§ **What you are asked to do**
Give back nothing but the number of lines in these entries that contain the word "glove".

[Dataset records]
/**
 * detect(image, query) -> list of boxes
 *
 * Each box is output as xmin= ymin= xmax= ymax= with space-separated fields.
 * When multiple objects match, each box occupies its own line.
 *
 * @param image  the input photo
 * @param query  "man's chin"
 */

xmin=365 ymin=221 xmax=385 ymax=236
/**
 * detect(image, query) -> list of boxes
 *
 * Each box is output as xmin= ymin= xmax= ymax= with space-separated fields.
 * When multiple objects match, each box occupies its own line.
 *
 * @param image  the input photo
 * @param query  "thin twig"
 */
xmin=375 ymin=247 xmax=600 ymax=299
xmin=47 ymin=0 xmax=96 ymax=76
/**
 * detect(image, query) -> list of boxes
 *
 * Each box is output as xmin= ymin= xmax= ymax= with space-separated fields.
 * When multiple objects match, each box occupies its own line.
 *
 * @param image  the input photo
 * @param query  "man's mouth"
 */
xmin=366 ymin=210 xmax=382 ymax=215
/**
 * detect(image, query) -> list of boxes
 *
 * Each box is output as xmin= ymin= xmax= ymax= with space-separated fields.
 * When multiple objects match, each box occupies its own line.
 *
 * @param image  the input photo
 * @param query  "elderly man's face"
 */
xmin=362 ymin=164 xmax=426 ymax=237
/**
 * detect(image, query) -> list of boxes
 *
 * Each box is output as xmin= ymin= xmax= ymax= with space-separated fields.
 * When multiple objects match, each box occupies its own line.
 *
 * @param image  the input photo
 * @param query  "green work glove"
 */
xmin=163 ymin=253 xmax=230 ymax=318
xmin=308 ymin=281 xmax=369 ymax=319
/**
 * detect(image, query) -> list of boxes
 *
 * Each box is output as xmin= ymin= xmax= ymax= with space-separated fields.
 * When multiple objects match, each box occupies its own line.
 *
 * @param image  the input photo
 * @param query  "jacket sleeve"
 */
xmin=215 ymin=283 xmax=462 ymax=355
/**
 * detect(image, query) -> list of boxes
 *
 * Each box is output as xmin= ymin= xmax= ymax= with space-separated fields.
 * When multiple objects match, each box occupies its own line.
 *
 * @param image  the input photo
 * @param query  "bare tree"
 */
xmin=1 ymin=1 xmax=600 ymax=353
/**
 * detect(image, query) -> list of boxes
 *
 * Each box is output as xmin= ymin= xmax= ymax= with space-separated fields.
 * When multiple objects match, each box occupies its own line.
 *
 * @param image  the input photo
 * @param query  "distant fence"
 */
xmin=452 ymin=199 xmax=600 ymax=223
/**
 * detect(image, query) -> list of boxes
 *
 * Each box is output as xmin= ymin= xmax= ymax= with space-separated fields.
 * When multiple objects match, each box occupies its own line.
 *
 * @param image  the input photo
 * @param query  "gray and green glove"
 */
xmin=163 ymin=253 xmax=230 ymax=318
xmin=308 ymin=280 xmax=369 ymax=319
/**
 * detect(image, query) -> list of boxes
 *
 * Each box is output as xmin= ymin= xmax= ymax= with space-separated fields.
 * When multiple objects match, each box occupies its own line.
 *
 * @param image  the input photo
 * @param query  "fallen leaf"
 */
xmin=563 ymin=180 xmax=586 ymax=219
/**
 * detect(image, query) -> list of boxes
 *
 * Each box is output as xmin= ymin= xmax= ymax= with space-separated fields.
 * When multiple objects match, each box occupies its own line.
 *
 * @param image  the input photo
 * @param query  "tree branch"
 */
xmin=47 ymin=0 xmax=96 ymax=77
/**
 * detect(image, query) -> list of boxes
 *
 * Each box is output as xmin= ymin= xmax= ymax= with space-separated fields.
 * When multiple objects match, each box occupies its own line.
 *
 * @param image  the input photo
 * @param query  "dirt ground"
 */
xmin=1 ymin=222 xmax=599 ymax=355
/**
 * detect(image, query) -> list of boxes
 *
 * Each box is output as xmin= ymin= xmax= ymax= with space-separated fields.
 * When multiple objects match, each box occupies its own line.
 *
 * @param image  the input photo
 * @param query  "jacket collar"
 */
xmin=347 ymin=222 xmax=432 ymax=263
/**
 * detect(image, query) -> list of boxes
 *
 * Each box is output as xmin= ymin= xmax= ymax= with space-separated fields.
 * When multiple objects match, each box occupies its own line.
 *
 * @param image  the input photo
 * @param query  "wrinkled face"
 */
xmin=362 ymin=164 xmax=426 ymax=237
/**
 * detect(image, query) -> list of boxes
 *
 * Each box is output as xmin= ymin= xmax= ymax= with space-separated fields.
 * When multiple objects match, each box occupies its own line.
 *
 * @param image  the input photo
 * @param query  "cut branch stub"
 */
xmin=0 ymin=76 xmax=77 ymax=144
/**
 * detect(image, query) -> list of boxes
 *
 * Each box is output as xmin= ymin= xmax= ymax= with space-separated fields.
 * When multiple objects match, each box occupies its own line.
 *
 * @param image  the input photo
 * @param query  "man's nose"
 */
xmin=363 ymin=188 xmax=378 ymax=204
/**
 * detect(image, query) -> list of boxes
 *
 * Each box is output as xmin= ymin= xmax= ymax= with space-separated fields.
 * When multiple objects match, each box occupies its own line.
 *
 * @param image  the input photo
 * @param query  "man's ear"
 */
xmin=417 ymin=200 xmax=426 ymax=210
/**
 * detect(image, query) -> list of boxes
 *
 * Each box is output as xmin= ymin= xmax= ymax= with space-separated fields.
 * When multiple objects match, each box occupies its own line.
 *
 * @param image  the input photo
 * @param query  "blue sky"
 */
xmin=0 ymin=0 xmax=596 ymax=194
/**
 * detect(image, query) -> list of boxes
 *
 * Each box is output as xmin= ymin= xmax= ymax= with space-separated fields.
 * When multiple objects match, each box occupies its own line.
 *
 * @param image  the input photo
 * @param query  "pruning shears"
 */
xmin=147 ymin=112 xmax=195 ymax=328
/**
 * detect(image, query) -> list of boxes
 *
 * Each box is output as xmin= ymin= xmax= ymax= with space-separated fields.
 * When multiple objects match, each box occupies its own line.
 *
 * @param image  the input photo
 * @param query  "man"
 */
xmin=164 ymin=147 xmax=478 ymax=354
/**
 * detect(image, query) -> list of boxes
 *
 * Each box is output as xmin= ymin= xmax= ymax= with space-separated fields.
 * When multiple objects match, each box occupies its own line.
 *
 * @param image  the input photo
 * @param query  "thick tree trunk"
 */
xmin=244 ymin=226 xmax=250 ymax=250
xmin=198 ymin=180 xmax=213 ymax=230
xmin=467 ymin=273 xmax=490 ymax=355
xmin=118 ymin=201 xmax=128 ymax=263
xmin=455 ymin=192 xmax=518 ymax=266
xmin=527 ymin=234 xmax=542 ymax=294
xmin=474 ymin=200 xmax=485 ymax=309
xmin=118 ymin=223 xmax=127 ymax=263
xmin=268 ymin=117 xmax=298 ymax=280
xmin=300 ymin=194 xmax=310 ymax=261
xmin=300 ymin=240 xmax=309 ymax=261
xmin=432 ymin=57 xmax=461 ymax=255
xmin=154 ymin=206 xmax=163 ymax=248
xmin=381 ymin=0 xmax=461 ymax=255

§ **Solution for this exercise**
2